What the task asks >> In the forum post on classified material below, reproduce word for word the passage from "General rule in" up to and including "leaked data dumps.".

Selected text >>
Yo's-
Interesting. A couple of things to keep in mind (speaking from more
than casual knowledge here):
One can start with unclassified material, apply analysis, and produce an
output that itself can become classified material. This is how OSI
works (open-source intelligence, where "open source" means "not
classified sources"). So it is possible that some of what Wikileaks has
produced, may be classifiable material. If it's deemed classified, it
may or may not be advisable to access even if publicly available (for
example if one ever applies for certain kinds of jobs for which one
might be subject to extensive screening questions). In my experience
one should either err on the side of caution or give thought to the
question of how one might defend one's actions if need be.
General rule in intel: Collection is easy, post-processing is tedious,
and analysis is hard. Wikileaks appears to have collected the material
lawfully from released archives, and post-processed it. What Eddan is
calling for here is to add software functionality that simplifies the
analytic task. Adding that functionality to software used for analysis
of material, shouldn't raise any controversies in and of itself,
especially if the software is useful for other tasks aside from
analyzing leaked data dumps.

Given material >>
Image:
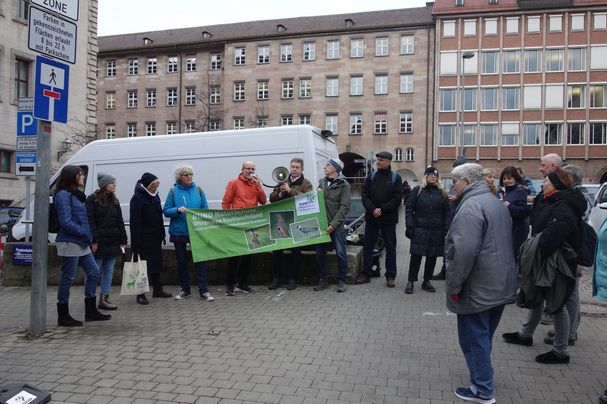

Correct result >>
General rule in intel: Collection is easy, post-processing is tedious,
and analysis is hard. Wikileaks appears to have collected the material
lawfully from released archives, and post-processed it. What Eddan is
calling for here is to add software functionality that simplifies the
analytic task. Adding that functionality to software used for analysis
of material, shouldn't raise any controversies in and of itself,
especially if the software is useful for other tasks aside from
analyzing leaked data dumps.